Passage
Niamh Fahy's life on the road with Riverdance - Riverdance

Niamh Fahy’s life on the road with Riverdance

Niamh Fahy , The Tara native talks about life on the road as a fiddle player with Riverdance
by Meath Chronicle – September 2010


I live in Drumcondra in Dublin. I grew up in Tara. At the moment I live with three friends, so there’s always someone about, which is nice. There is a lot of laughing in our house


I started playing the fiddle when I was quite young, four or five years of age. I originally learned classical music through the Suzuki method of teaching. When I was nine I took up traditional music in school and then began lessons with Antoin McGabhann


I suppose I always wanted to make a career out of it. I studied music in university and originally started working in Music PR, when I was about a year and a half into that I got a job touring America with an Irish show and I’ve being playing professionally ever since


I try to be up every day at 10am. After a show it takes me quite a while to wind down so usually I go to bed at 2am, hence the late start to the day. Two or three mornings a week I go for a run and that sets me up for the day. I’ve just taken up pilates too so i’ll ad that in as part of my routine once I get a handle on it. Usually breakfst is something light, cereal or a slice of toast


Once I’m up and about, I practice for a couple of hours; I play all manner of music, particularly classical music. It’s important to maintain my technique so it’s worth doing every day! I relax then for an hour or so – make dinner, read a book, that sort of thing – before heading off to perform


Lunchtime is a great time for me to meet friends who don’t work evenings particularly when I’m working in Ireland. Come to think of it, lunch plays a big part of touring life! In one city on tour this year, a group of us were known to spend two or three hours in one particular cafe having lunch each day. The staff certainly knew us by the end of the week


Usually I’m finished around 10.30pm, so depending on the night I would head straight home and usually catch up with the girls in the house. When I’m on tour there’s always someone about after the show so we usually grab something to eat of have a few drinks and explore whatever city we are in


It’s great to be able to make a career doing something you love. It’s great to meet and play alongside different musicians and if I’m on tour I have a lot of free time during the day so I get a chance to explore each city I’m in, which is a great perk.

Things to do
a: In the interview with Riverdance fiddle player Niamh Fahy, at what age did she take up traditional music?
b: Pick up the Niamh Fahy Riverdance interview after its final sentence and write the next part.

Listed records

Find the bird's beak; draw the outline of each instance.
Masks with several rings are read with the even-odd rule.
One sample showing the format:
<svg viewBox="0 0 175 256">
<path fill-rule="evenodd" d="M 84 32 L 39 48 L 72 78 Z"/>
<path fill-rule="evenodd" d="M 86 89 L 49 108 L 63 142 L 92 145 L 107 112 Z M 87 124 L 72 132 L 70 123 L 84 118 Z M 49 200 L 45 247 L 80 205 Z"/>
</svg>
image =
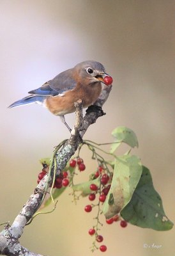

Answers below
a: She took it up at nine, in school.

b:
Sometimes I perform in places I would never visit on holidays either so it’s a great chance to see these, I was in Russia last year, I’m not sure I would’ve gone on holidays there but it was great to see


Being a musician can sometimes be an inconsistent career so sometimes I don’t know where the next job is coming from.

Also when I’m playing away from home I miss out on spending time with family and friends. Living out of a suitcase can become a bit tiring, particularly if there’s a restriction on the weight of your luggage


When I get home from a tour I spend the first few days catching up with my family and friends. The coffee shop on the Hill of Tara is a usual haunt for lunch with the girls


I really like touring. As I said earlier we get to visit a lot of countries which is brilliant. I’m quite easy-going so touring life doesn’t bother me too much

There are some things that are more difficult on tour, like washing clothes or making toast in the middle of the night but apart from that it’s plain sailing.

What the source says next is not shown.